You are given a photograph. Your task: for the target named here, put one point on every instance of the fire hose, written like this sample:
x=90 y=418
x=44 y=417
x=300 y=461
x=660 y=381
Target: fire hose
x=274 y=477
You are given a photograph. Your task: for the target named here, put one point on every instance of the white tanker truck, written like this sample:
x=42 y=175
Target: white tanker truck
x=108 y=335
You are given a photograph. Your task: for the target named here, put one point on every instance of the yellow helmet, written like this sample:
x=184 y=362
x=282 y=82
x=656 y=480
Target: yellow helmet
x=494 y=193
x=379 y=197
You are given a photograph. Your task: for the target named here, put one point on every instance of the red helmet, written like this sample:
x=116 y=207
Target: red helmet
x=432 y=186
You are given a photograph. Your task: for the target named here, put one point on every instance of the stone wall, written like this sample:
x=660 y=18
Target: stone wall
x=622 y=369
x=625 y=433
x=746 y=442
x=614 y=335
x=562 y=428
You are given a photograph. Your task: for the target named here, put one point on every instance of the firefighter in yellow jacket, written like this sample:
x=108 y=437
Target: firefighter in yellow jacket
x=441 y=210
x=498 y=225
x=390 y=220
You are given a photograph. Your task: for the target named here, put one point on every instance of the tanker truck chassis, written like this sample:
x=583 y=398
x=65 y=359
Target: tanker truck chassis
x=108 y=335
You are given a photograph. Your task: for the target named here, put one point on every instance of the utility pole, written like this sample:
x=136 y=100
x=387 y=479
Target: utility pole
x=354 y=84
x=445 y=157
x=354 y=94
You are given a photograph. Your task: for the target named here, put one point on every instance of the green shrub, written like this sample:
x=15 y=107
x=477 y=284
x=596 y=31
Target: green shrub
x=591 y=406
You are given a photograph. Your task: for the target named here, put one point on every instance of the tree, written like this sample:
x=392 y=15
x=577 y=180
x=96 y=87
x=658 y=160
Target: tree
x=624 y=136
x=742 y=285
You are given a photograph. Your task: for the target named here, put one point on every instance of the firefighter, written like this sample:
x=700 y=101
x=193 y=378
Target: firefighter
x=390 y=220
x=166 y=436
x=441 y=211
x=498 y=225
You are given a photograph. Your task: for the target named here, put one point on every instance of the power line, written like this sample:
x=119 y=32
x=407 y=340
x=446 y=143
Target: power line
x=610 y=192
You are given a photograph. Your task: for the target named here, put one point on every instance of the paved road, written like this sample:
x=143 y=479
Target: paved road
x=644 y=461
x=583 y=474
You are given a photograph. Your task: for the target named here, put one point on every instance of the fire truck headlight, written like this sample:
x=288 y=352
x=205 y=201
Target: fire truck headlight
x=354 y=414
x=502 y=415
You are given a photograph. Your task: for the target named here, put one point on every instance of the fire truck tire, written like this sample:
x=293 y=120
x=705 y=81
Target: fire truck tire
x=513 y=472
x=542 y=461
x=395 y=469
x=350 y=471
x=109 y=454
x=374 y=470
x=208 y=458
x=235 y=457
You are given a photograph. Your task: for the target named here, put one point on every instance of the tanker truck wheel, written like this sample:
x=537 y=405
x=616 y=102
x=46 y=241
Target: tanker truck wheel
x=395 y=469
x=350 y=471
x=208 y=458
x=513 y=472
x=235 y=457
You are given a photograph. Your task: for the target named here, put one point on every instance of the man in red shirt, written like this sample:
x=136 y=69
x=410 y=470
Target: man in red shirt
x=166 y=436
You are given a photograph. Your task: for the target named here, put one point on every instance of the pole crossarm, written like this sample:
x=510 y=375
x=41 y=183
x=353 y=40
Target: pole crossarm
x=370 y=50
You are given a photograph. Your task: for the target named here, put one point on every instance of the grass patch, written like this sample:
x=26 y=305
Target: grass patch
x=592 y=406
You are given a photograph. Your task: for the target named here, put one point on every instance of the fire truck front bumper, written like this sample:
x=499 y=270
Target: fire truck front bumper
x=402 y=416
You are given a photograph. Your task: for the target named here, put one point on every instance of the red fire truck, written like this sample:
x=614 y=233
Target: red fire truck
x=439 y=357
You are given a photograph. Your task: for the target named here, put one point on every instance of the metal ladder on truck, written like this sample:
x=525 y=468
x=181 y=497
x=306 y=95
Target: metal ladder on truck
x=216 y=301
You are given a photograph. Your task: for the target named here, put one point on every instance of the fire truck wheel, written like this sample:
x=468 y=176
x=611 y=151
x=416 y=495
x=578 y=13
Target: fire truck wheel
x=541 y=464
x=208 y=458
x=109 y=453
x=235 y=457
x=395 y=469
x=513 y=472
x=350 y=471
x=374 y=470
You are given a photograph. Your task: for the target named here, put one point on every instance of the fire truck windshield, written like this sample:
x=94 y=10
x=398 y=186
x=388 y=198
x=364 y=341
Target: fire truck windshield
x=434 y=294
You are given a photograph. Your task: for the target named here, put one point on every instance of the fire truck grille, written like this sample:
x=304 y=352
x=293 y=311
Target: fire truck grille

**Written request:** From the line containing "of the grass" through the final line of the listing above, retype every line exactly; leave out everything else.

**Task solution:**
You are given a photograph. Your task: for the target named here, put one point on every instance of the grass patch, written like this sample:
x=26 y=305
Target: grass patch
x=592 y=406
You are given a photograph. Your task: for the target named here, put one point on every instance of the fire truck front bumper, written like this sample:
x=499 y=270
Target: fire truck front bumper
x=402 y=416
You are given a photograph. Your task: for the target named here, put one point on every instance of the red fire truck, written like this sample:
x=614 y=233
Target: red fire truck
x=439 y=357
You are given a photograph. Your task: for the target named here, put one point on every instance of the metal ladder on truck, written like this sample:
x=525 y=468
x=181 y=497
x=306 y=95
Target: metal ladder on truck
x=216 y=301
You are given a photograph. Your task: for the target named here, put one point on every instance of the fire truck wheel, written like this sample:
x=468 y=176
x=611 y=151
x=416 y=495
x=578 y=13
Target: fire truck wheel
x=541 y=464
x=208 y=458
x=109 y=453
x=235 y=457
x=395 y=469
x=513 y=472
x=350 y=471
x=374 y=470
You are given a photograph. Your task: for the target named here, put one point on every instance of the fire truck windshield, written like this sample:
x=94 y=10
x=398 y=186
x=388 y=198
x=364 y=341
Target: fire truck windshield
x=434 y=294
You are given a photograph. Your task: for the target named here, put one point on every instance of the fire truck grille, written like this sample:
x=304 y=352
x=293 y=311
Target: fire truck grille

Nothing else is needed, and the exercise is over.